Labeled-object pointing entries:
+--
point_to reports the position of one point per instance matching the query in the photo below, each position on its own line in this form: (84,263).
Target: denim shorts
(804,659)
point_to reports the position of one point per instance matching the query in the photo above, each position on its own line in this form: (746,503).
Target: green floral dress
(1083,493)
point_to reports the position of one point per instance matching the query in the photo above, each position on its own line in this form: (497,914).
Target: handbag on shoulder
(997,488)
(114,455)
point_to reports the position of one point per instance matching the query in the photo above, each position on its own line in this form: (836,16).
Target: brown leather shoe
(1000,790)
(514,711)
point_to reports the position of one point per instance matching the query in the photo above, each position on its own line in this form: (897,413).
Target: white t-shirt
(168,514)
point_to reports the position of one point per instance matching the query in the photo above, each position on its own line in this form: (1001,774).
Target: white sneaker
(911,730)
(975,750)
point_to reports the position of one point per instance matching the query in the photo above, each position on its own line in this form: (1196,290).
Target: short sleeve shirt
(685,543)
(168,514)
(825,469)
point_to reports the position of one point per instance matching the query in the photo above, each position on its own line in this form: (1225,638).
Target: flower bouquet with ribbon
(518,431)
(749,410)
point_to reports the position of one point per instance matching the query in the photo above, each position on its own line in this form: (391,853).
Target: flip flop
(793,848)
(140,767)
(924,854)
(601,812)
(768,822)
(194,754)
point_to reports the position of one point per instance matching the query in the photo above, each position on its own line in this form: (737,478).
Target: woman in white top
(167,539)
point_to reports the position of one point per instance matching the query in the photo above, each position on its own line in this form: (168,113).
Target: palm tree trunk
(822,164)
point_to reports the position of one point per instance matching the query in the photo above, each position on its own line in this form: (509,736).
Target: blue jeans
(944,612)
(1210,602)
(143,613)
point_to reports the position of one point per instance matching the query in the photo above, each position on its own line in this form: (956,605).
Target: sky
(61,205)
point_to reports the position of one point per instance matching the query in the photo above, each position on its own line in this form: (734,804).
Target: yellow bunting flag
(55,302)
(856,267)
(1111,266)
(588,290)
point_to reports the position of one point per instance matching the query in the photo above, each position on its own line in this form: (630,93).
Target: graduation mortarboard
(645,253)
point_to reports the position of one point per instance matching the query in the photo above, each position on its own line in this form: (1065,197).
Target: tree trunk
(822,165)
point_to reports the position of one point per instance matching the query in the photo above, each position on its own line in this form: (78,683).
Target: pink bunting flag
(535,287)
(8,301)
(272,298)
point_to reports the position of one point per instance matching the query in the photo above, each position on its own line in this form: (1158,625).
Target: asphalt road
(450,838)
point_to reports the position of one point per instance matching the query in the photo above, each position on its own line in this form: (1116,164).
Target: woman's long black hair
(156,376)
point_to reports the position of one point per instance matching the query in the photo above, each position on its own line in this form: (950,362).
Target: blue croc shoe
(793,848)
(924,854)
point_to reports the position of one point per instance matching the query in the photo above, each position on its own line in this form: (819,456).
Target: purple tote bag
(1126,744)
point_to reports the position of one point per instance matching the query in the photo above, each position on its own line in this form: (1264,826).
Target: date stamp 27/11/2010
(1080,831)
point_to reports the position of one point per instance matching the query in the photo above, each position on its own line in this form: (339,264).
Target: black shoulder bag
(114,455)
+--
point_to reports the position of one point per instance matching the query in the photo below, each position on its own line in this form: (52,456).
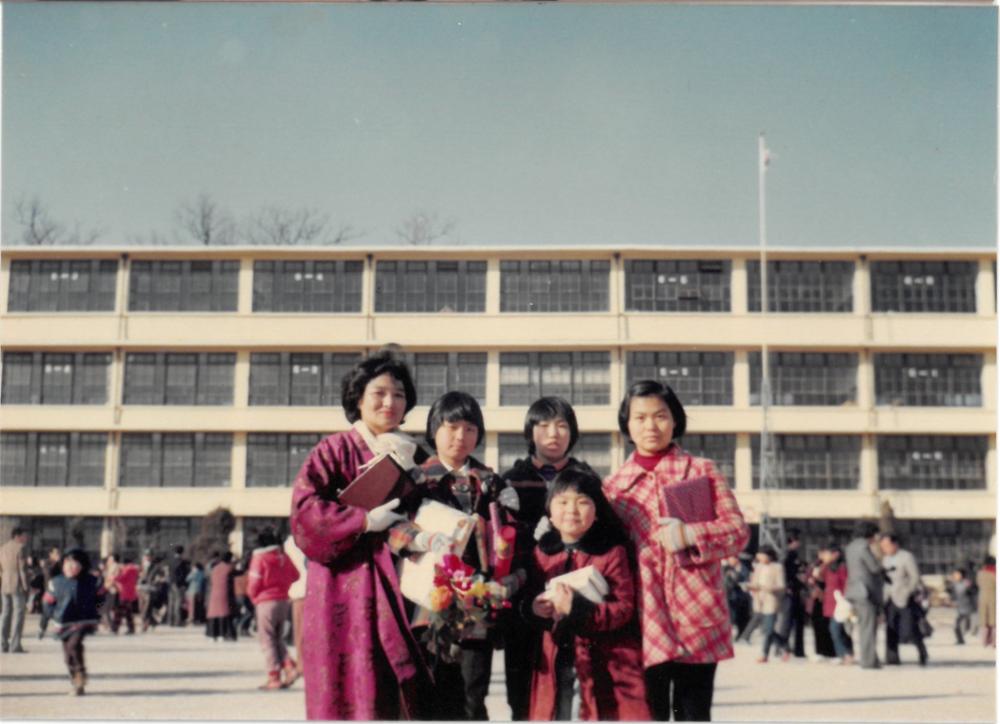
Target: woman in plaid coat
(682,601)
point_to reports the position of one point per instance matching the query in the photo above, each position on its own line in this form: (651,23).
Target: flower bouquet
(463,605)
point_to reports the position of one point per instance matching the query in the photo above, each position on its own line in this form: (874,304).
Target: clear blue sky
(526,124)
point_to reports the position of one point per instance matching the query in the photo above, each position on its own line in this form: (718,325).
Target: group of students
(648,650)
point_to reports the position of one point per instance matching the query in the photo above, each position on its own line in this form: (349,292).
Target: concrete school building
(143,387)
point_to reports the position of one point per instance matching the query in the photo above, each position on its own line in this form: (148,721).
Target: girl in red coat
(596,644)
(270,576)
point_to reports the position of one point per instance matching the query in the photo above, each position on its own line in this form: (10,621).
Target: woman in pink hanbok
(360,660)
+--
*Brief:* Please find every line in the entries above that contains the word "flower" and copy each of those lines.

*Answer:*
Target: flower bouquet with ribbon
Target: flower bouquet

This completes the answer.